YOUR OBJECTIVE. Go line by line through the entries below and copy those containing the string "white".

Natural language region descriptions:

•••

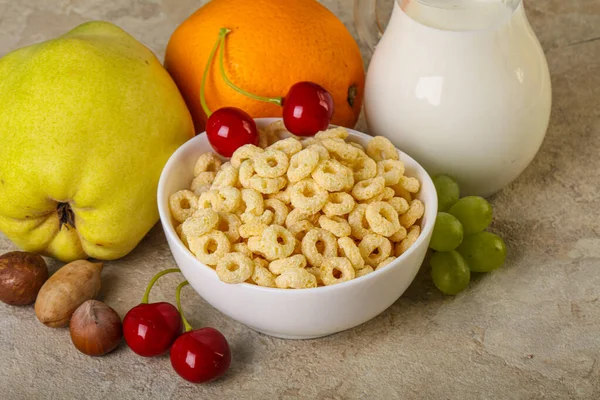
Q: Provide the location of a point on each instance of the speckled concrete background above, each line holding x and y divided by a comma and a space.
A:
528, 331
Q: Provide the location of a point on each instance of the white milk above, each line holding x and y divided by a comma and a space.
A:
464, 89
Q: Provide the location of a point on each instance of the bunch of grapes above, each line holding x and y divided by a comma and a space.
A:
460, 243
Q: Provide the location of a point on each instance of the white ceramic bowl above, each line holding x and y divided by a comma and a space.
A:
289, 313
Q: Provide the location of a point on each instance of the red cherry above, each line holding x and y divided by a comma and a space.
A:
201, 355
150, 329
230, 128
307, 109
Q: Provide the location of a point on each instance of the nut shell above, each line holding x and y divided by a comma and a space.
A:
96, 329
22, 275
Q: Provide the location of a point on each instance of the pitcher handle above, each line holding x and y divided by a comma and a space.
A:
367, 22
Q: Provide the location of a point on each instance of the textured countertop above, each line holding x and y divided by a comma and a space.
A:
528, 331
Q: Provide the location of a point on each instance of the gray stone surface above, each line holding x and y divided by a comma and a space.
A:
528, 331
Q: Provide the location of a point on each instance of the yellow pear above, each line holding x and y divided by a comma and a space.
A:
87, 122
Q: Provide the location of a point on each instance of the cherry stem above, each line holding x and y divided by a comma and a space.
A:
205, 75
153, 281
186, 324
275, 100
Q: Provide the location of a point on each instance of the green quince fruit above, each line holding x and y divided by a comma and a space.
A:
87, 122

•••

TASK RESPONSE.
Q: Provide the location of a point on each instance of the white milk above, each line holding x and y divided by a comma and a space.
Q: Provide the location of a point on each instance of the white ceramic bowl above, each line holding x and y divided by a comma and a space.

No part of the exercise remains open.